_EXTRACTED TEXT_
*** Block opens ***

=== Inverted suplex stunner ===
This variation sees the wrestler apply an inverted facelock on an opponent before hooking their tights and lifting them straight up in the air so that they are upside down. The wrestler then lets the opponent's body fall backwards over their shoulder as in an inverted suplex, and when the opponent's feet lands on the mat, the wrestler drops to a seated position to force the opponent's jaw to drop down on the shoulder of the attacking wrestler. Innovated by Super Delfin.

=== Jumping stunner ===
Similar in execution to a jumping cutter, this version sees an attacking wrestler crouch in front of the opponent, then jump up and grab the opponent in a three-quarter facelock and drop down into a stunner.

=== Rolling stunner ===
This version sees an attacking wrestler first place an opponent (who is in front of them) in an inverted facelock before rolling themselves under the opponent, turning both wrestlers over so that the opponent can be dropped into the stunner. Frankie Kazarian uses this move as a finisher, calling it "Ace of Spades". Grayson Waller also uses this as his finishing move.

=== Running stunner ===
Similar in execution to a running cutter, the running stunner is where the attacking wrestler runs to an opponent who is distracted and grab the opponent in a three-quarter facelock and drop down into a stunner. Briefly used by Dustin Rhodes in 2007.
*** Block closes ***
_WORK ORDER A_
According to the stunner descriptions, which wrestler uses the rolling stunner as a finisher under the name "Ace of Spades"?
_WORK ORDER B_
Carry on the stunner descriptions past their final sentence.
The records that follow are unrelated to the stunner descriptions and come from a separate source.

_EXCERPTED DATA_
*** Block opens ***
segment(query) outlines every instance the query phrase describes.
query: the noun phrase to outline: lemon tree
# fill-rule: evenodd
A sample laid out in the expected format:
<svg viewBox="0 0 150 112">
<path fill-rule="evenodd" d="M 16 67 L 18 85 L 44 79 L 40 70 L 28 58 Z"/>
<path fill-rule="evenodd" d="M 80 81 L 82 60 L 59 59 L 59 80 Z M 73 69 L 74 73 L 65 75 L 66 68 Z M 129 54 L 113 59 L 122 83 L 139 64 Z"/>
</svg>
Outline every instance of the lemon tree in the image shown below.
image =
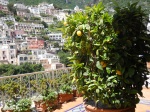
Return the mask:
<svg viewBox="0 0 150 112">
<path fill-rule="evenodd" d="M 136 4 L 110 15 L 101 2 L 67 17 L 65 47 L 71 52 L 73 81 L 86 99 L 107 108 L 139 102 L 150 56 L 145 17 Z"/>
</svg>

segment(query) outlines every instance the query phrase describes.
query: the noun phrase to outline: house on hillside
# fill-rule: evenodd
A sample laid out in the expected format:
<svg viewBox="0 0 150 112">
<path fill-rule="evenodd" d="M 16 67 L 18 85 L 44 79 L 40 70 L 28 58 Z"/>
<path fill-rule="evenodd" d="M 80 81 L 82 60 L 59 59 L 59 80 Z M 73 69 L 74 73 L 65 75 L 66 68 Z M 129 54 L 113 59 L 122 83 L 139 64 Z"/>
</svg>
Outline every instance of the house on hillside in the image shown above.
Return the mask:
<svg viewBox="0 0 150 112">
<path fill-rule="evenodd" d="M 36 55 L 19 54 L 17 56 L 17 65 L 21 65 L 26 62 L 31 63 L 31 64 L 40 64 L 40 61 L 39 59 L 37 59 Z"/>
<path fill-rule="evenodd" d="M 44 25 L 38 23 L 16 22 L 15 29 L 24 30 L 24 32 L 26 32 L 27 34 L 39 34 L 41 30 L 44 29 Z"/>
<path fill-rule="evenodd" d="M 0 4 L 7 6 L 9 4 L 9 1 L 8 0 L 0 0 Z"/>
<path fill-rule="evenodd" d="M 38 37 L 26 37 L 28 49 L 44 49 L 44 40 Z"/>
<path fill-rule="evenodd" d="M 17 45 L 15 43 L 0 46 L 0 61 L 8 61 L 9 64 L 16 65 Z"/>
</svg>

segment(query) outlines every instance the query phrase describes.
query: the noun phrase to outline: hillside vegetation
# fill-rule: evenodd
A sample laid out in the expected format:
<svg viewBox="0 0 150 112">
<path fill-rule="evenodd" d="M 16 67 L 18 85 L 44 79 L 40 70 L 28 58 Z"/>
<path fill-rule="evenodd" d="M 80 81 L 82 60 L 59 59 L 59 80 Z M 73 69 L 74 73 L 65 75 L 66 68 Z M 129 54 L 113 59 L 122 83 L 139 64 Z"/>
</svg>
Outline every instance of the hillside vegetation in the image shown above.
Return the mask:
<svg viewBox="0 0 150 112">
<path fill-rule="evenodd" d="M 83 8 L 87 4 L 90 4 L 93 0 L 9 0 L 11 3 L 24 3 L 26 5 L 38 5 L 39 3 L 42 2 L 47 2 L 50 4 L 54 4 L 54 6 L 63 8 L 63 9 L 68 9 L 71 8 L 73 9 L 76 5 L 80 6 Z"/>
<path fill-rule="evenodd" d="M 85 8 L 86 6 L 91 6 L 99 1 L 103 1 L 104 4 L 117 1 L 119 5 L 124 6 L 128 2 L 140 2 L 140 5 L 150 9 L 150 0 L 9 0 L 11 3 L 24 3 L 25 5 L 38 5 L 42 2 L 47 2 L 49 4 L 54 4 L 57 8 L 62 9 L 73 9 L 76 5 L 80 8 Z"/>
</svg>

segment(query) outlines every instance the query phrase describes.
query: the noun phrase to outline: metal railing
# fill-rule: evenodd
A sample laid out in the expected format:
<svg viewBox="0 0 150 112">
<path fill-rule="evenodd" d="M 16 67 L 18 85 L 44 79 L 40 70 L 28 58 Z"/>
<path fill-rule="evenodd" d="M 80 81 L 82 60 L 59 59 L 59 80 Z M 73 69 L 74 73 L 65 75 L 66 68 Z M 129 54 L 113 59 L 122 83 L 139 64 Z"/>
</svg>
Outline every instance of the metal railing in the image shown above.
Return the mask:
*** Block closes ***
*** Block opens ***
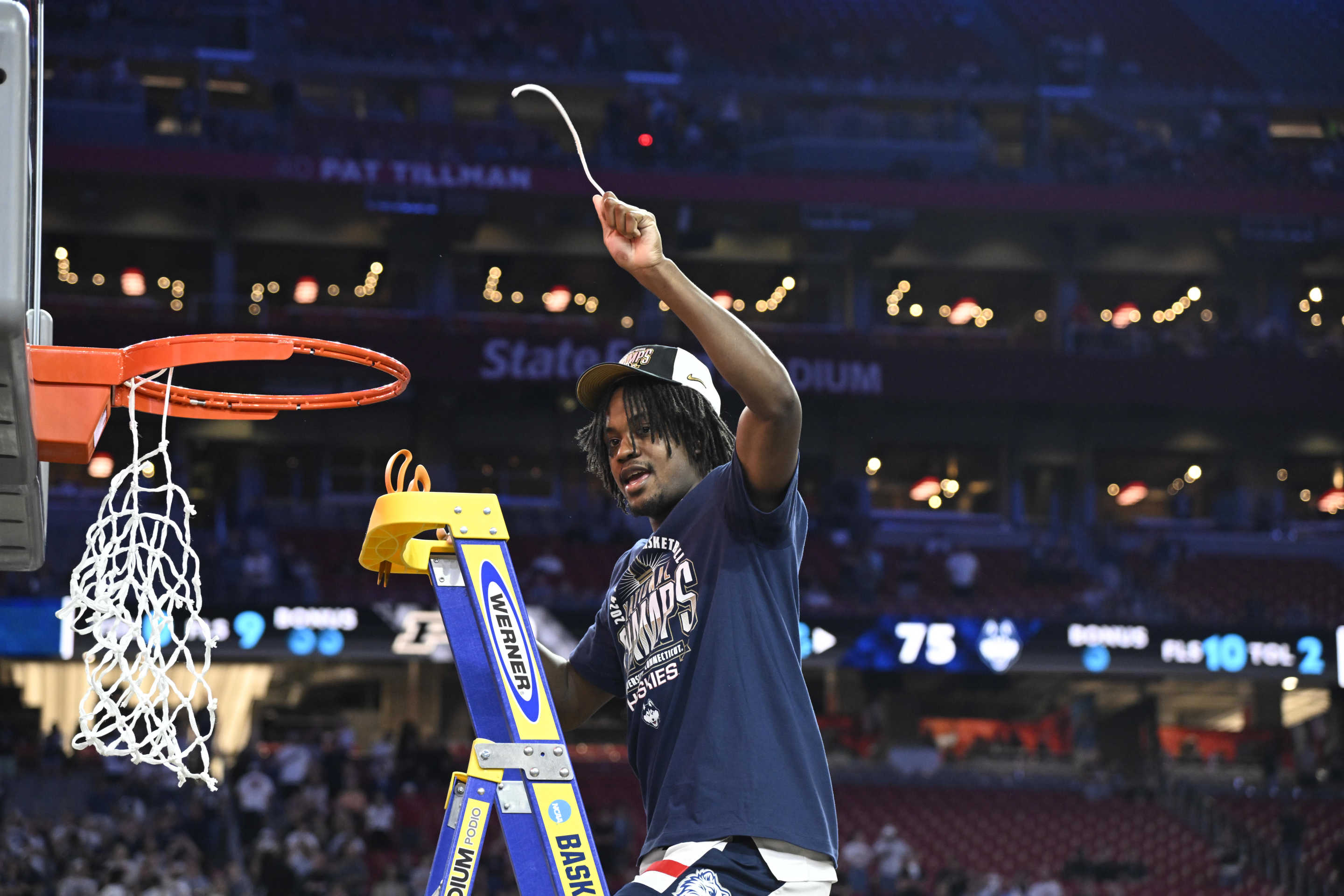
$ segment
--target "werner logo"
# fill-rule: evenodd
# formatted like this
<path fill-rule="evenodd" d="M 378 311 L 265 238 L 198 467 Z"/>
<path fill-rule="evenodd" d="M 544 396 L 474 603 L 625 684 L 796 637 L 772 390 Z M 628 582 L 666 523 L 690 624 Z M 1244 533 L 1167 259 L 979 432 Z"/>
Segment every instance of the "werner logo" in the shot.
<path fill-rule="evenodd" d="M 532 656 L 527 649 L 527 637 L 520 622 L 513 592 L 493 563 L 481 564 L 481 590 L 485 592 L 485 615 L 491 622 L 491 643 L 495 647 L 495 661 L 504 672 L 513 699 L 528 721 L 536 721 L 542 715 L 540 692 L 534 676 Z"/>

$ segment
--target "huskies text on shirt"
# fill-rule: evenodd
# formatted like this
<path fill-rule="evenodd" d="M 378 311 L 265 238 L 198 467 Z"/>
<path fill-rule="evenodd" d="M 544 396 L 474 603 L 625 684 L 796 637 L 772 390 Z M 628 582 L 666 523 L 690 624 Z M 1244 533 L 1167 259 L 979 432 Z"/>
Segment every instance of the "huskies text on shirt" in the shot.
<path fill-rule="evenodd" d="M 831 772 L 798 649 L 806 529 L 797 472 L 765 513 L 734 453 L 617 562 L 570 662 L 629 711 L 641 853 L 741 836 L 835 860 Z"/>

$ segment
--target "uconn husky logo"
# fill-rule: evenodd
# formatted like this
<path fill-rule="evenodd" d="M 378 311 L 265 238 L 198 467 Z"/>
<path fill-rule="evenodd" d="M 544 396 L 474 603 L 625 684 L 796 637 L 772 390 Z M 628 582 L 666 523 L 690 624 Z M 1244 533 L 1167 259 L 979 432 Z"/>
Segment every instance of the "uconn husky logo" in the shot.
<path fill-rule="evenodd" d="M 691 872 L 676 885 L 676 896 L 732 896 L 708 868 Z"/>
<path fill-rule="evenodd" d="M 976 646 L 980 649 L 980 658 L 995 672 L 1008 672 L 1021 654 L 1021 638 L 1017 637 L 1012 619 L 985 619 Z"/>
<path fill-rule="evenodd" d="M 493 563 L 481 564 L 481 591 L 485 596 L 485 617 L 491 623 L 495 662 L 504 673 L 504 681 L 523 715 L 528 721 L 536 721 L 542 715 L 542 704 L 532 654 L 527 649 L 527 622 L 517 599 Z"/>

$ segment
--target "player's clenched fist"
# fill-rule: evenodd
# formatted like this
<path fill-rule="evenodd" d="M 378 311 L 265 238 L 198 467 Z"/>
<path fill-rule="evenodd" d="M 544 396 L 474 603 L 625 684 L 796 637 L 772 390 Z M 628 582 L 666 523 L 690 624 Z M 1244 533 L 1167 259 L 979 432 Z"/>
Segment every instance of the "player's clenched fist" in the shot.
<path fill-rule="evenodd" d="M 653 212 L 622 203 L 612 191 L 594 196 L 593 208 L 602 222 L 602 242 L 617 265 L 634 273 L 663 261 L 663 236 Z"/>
*** Block closes ***
*** Block opens ***
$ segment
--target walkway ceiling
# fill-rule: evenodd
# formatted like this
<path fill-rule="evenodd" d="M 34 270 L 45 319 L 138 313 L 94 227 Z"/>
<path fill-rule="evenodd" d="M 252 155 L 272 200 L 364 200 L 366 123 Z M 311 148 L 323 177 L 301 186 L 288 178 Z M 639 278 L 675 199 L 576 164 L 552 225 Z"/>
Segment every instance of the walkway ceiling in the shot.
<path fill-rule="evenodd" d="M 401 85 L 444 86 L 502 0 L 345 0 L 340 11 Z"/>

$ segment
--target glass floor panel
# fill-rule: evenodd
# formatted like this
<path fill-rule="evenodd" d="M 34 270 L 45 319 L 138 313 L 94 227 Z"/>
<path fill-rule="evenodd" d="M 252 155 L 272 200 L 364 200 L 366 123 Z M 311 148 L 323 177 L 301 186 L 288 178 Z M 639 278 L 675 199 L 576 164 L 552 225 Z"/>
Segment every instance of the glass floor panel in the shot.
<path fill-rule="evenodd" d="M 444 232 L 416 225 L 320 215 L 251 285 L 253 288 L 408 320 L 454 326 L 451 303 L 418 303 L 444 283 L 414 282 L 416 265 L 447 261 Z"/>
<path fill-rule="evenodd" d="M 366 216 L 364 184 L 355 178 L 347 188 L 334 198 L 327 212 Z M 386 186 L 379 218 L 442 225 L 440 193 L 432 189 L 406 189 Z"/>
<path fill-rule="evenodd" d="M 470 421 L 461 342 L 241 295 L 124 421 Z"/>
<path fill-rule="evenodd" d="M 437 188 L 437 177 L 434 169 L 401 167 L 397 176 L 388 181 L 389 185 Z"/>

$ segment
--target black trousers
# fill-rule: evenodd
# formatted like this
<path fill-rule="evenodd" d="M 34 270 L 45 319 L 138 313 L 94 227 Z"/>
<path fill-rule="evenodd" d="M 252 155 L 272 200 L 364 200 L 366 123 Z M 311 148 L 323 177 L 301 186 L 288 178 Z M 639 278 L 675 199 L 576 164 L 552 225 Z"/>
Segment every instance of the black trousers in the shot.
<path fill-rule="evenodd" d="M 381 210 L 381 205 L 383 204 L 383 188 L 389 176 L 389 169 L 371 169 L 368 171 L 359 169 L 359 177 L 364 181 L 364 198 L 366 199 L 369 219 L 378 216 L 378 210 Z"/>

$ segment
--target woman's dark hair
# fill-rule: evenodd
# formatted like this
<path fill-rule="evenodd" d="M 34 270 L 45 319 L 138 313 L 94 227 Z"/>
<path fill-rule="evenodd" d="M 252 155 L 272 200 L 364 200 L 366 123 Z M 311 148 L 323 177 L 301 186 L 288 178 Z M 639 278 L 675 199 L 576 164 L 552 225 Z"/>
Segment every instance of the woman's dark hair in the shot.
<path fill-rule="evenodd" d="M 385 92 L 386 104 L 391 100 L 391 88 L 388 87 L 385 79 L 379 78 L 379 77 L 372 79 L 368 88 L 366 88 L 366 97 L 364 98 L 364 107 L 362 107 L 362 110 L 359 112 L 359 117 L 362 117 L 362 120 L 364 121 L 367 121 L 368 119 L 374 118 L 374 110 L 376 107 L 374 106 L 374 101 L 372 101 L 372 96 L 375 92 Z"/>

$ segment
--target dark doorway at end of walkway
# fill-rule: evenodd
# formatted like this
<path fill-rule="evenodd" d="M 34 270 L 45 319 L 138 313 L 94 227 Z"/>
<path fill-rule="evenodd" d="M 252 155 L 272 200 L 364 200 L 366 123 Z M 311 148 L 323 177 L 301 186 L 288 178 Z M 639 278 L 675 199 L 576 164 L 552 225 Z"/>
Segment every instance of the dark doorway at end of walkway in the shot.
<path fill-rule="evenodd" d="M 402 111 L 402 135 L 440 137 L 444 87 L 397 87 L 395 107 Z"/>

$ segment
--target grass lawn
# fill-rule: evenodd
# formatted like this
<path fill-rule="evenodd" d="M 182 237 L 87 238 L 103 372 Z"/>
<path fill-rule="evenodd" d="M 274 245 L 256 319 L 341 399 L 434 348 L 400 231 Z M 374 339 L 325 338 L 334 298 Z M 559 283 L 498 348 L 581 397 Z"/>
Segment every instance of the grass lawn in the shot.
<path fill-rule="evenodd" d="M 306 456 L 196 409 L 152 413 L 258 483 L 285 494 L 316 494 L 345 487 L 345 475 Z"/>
*** Block closes ***
_WRITTEN ANSWER A_
Frankie Kazarian.

_WRITTEN ANSWER B_
=== Springboard stunner ===
This variation sees the attacking wrestler jump onto the ropes, followed by the wrestler springboarding off the ropes rebounding back into the opponent and hitting the stunner. The move has been used by John Cena. There is also a corkscrew variation that is used as a finisher by Flip Gordon, calling it the Star-Spangled Stunner. Lio Rush uses a seated springboard version off the bottom rope, running to gain momentum for a shorter wrestler like him.

=== Stone Cold stunner ===
The Stone Cold stunner, as popularized and stated by Steve Austin, always involves a boot to the gut before the three-quarter facelock is applied. Kevin Owens has also used this variation as a finisher.

=== Suplex counter stunner ===
Also known as a Falling stunner, this move is used as a counter to the vertical suplex. The variant starts off with the attacking wrestler being lifted up in a vertical suplex. Once the wrestler is lifted off of their feet, the attacking wrestler shifts their body around and applies the three-quarter facelock before dropping down to complete the stunner. Popularized by Will Ospreay and Orange Cassidy as the Stun-Dog Millionaire.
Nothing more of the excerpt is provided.